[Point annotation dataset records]
####################

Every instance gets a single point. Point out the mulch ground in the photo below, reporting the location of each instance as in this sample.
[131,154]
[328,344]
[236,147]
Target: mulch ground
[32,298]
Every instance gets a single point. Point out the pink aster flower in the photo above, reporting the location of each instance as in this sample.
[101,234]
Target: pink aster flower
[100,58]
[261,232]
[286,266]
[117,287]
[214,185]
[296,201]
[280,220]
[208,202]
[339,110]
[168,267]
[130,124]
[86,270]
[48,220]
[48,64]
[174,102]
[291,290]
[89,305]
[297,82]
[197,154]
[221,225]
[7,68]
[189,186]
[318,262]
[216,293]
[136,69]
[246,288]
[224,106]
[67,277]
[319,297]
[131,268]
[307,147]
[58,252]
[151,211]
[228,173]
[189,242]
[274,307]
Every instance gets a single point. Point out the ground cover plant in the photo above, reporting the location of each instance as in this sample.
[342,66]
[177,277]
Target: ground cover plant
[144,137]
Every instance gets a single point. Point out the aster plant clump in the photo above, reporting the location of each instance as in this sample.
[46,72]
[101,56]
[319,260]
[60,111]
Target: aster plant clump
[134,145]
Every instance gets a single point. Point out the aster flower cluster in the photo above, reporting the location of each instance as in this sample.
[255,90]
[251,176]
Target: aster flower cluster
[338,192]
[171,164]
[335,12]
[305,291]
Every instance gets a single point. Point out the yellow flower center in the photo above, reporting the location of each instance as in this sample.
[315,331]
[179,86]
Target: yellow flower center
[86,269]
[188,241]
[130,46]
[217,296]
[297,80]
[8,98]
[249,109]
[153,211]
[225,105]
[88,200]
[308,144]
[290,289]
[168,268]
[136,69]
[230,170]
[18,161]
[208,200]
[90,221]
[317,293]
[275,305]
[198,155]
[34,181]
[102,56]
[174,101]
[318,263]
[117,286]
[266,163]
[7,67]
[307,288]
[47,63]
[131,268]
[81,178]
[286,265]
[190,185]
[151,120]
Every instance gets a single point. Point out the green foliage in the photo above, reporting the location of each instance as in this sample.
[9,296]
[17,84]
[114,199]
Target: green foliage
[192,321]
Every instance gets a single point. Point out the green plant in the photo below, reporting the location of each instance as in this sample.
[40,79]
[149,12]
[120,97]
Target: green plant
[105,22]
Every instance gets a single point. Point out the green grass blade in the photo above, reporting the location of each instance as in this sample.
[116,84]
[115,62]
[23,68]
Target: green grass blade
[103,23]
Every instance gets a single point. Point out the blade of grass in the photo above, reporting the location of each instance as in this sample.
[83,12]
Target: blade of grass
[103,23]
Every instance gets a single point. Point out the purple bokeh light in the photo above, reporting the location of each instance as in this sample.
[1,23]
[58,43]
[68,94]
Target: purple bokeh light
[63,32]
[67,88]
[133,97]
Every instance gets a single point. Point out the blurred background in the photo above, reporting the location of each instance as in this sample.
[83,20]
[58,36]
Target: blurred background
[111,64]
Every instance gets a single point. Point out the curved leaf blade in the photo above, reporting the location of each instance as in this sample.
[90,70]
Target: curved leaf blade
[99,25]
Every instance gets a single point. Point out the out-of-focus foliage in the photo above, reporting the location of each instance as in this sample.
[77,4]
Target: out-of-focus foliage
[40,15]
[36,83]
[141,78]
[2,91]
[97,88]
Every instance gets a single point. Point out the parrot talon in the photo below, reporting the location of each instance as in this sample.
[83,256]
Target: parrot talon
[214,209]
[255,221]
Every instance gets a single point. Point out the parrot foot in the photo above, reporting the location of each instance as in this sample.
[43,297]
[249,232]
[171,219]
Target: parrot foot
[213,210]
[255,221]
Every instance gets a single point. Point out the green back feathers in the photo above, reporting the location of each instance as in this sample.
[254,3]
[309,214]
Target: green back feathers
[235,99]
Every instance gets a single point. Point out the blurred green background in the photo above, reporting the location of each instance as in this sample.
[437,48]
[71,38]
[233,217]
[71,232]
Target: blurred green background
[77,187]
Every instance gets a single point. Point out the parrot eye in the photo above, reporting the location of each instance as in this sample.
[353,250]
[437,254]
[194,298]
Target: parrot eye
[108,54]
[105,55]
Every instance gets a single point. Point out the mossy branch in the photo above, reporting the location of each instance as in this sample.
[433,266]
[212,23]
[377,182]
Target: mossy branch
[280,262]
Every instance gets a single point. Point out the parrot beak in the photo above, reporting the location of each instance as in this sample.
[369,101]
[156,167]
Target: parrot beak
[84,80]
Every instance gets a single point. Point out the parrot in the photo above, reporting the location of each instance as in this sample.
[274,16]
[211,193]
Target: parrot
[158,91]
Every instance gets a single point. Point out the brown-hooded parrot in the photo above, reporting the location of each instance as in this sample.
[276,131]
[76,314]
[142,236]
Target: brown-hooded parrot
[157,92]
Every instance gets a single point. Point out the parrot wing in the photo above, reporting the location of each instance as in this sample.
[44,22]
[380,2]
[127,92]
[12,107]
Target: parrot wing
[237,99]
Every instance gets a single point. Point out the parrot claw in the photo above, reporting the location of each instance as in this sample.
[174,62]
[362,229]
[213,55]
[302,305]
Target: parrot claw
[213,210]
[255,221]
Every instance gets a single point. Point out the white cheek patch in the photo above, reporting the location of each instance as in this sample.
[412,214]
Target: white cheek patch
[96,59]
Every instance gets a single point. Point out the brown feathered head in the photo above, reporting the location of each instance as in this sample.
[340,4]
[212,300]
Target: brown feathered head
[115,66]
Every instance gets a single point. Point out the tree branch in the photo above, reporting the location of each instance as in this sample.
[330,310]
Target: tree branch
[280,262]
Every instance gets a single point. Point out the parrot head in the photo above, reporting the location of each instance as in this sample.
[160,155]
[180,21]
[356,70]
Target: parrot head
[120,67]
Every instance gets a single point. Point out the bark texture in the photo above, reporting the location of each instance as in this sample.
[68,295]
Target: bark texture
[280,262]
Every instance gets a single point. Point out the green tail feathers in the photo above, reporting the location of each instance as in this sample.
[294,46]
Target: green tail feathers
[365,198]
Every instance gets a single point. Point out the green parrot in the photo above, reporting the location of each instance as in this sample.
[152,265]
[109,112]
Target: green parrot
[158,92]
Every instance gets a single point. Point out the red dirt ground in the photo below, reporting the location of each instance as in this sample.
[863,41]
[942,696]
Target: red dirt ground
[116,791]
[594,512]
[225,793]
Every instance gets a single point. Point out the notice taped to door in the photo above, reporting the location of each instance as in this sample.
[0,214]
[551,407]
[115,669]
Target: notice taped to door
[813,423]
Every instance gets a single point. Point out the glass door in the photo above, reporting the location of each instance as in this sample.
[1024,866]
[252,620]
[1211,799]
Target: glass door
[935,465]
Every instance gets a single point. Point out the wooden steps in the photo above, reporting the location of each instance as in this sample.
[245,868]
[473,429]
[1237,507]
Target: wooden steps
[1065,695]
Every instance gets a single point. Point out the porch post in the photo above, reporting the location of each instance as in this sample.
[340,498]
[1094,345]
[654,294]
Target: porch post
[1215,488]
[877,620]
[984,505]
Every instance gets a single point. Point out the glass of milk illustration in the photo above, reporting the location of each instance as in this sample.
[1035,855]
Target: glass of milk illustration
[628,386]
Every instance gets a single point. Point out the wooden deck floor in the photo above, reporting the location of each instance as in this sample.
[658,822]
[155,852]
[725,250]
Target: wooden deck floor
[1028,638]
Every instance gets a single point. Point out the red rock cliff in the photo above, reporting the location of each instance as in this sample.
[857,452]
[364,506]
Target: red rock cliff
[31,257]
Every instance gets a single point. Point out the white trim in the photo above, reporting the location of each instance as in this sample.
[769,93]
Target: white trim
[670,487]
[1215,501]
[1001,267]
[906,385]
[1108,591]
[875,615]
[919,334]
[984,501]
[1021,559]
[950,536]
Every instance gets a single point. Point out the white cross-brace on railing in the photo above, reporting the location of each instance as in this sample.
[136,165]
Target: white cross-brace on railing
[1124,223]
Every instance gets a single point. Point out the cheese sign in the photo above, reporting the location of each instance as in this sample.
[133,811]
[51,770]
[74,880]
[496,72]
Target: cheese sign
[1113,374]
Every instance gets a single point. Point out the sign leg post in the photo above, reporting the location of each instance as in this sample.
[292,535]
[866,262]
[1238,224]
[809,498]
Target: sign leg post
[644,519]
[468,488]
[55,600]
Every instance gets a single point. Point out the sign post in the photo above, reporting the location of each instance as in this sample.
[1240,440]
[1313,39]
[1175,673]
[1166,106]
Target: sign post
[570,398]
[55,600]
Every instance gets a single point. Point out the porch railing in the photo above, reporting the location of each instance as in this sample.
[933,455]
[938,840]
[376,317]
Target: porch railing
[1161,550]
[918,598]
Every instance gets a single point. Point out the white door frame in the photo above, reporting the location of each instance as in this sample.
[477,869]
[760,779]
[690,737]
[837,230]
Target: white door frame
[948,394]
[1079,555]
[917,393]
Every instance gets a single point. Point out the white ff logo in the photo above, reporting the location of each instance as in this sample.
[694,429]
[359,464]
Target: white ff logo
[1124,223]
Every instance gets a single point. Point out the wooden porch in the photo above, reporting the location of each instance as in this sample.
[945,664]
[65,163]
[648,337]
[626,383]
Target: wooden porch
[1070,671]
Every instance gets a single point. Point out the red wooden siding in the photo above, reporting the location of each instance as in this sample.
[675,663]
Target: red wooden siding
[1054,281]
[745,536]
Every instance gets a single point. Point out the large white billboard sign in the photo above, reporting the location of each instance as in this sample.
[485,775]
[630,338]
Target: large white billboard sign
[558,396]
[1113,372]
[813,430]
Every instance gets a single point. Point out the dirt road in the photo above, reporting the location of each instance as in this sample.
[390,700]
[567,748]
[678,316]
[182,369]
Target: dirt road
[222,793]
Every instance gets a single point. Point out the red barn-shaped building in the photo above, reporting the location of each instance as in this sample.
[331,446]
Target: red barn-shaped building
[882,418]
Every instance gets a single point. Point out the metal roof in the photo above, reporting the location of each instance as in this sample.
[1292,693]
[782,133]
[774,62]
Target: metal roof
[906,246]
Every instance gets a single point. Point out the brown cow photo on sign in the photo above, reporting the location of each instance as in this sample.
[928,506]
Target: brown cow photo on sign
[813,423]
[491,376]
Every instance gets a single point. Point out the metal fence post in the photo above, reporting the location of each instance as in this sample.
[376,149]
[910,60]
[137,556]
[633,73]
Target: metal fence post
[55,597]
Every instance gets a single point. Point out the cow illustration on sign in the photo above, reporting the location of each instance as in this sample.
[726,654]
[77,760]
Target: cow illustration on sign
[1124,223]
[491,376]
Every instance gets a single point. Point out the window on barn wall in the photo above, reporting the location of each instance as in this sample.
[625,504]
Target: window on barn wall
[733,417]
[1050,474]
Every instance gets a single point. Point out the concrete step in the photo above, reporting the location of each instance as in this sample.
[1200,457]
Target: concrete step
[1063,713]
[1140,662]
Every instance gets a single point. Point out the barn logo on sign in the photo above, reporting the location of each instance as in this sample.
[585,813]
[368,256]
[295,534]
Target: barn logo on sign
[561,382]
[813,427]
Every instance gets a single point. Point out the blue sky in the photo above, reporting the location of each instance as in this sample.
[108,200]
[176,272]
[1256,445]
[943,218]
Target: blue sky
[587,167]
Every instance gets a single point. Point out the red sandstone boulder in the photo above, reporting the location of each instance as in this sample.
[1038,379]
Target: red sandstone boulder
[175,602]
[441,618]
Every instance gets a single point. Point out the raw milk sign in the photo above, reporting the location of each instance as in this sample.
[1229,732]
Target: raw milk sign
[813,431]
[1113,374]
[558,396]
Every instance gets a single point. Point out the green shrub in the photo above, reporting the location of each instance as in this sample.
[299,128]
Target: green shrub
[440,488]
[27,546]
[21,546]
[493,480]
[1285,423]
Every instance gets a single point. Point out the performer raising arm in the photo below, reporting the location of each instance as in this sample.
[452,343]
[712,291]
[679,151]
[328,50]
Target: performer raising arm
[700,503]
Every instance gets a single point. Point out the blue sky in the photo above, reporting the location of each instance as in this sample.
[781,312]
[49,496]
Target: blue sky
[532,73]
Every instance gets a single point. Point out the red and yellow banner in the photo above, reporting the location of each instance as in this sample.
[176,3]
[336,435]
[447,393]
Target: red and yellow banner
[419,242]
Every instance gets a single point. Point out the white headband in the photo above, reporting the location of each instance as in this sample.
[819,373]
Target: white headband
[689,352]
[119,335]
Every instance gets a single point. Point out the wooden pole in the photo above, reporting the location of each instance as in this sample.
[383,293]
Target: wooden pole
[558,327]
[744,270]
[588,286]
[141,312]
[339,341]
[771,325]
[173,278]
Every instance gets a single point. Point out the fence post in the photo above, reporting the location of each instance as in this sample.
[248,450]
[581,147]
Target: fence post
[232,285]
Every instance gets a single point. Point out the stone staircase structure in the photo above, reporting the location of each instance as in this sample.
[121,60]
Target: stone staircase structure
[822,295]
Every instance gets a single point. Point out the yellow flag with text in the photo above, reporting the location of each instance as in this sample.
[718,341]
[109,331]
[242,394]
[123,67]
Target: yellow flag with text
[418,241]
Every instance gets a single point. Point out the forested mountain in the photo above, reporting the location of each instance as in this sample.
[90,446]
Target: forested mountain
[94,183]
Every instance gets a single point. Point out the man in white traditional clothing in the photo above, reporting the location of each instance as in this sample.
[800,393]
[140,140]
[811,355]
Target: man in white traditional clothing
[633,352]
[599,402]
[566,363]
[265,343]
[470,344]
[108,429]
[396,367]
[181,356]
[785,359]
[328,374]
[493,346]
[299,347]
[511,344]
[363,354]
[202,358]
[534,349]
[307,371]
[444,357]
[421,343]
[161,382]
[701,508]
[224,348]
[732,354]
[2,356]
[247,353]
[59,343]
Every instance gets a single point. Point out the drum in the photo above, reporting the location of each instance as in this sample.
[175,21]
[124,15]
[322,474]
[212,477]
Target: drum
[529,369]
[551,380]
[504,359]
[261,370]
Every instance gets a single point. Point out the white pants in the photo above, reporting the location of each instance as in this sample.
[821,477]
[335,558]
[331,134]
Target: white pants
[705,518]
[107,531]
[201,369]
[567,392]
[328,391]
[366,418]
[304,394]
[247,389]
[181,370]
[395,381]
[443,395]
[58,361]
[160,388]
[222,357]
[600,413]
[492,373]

####################

## Your goal
Look above for the line containing "Every instance gets a single point. Point out the drum"; copy from it through the last line, exactly, and nothing more.

## Written reply
Every instance gets a single point. Point out the drum in the photo above, reporting the location of each instance as in this sample.
[175,21]
[124,15]
[322,474]
[212,477]
Target: drum
[529,369]
[551,380]
[504,359]
[261,370]
Every instance gets a single point. Point out the white pants in the photo above, reporting the location of each instance as in this sample.
[821,477]
[335,558]
[331,134]
Target: white pants
[705,518]
[107,531]
[201,369]
[567,392]
[328,391]
[366,418]
[304,394]
[247,389]
[181,370]
[395,381]
[443,395]
[58,361]
[160,388]
[222,357]
[600,413]
[492,373]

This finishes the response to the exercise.